EXERCISE REQUIREMENTS: Reproduce the listing below in its entirety. Change nothing.

-------------------------

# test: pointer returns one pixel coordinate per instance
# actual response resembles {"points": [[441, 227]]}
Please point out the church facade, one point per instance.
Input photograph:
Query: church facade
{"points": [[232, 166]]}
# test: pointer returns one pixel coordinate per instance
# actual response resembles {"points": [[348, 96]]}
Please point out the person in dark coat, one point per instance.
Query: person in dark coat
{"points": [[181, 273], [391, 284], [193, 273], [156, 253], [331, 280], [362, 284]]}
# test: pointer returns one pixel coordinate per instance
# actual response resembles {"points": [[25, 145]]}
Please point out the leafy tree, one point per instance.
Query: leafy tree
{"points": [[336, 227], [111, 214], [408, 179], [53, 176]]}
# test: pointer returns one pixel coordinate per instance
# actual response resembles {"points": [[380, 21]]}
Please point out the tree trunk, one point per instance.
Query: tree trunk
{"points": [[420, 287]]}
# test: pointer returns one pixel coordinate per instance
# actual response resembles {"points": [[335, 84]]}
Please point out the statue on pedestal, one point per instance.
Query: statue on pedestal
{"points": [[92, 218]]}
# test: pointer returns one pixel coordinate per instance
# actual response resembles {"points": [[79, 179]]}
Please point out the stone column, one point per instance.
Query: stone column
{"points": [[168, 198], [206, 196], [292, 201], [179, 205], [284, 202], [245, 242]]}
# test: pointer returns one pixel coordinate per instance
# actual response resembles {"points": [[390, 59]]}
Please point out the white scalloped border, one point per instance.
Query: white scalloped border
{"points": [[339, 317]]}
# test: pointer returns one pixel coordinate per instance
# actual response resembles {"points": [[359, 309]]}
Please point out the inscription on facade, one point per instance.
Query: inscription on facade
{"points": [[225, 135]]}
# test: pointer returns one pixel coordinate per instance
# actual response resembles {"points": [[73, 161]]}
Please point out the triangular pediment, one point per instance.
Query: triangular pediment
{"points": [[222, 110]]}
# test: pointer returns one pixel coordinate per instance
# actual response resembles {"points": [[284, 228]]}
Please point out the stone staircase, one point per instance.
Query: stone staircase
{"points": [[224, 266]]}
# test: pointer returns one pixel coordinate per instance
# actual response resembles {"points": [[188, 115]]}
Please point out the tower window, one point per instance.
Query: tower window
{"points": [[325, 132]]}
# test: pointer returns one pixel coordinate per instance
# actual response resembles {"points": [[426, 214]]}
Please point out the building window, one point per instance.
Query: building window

-------------------------

PROBLEM SOLUTION:
# test: pointer returns one pixel coordinate per instance
# actual response resembles {"points": [[441, 227]]}
Please point out the church facade, one point per instance.
Input photograph:
Query: church facade
{"points": [[232, 166]]}
# test: pointer returns one pixel coordinate per instance
# actual response resembles {"points": [[348, 96]]}
Please point out the person in dark coat, one point per instance.
Query: person in dark coat
{"points": [[181, 273], [391, 284], [193, 273], [156, 253], [331, 280], [362, 284]]}
# test: pointer returns one pixel coordinate per instance
# actual response resembles {"points": [[25, 145]]}
Please point out the leafy tree, one point per instance.
Query: leafy tree
{"points": [[336, 227], [111, 214], [408, 179], [53, 176]]}
# test: pointer returns one pixel coordinate per instance
# actual response resembles {"points": [[380, 21]]}
Please point out the tree trunk, one point per instance.
Query: tree trunk
{"points": [[420, 287]]}
# test: pointer returns one pixel coordinate per instance
# actual response resembles {"points": [[335, 84]]}
Please point out the statue on pedestal, one point per instance.
Query: statue on pedestal
{"points": [[92, 218]]}
# test: pointer returns one pixel coordinate per instance
# actual response resembles {"points": [[79, 179]]}
Please point out the stone column, one point per instance.
Query: stone column
{"points": [[168, 198], [206, 196], [292, 201], [179, 205], [284, 202], [245, 242]]}
# test: pointer returns one pixel coordinate per instance
# actual response resembles {"points": [[390, 59]]}
Please point out the white scalloped border, one point per instance.
Query: white scalloped border
{"points": [[339, 317]]}
# test: pointer returns one pixel coordinate per instance
# actual response resembles {"points": [[359, 309]]}
Please point out the inscription on facade, one point per instance.
Query: inscription on facade
{"points": [[225, 135]]}
# test: pointer returns one pixel coordinate per instance
# actual response resembles {"points": [[73, 161]]}
Please point out the triangular pediment, one point per instance.
Query: triangular pediment
{"points": [[222, 110]]}
# test: pointer returns one pixel coordinate per instance
# actual response resembles {"points": [[284, 228]]}
Please point out the stone staircase, one point per instance.
Query: stone staircase
{"points": [[224, 266]]}
# test: pointer returns one pixel coordinate per instance
# actual response resembles {"points": [[188, 115]]}
Please point out the tower window, one point per instance.
Query: tower window
{"points": [[325, 132]]}
# test: pointer returns one pixel coordinate per instance
# actual response resembles {"points": [[426, 214]]}
Please point out the building window, one point per instance.
Query: building window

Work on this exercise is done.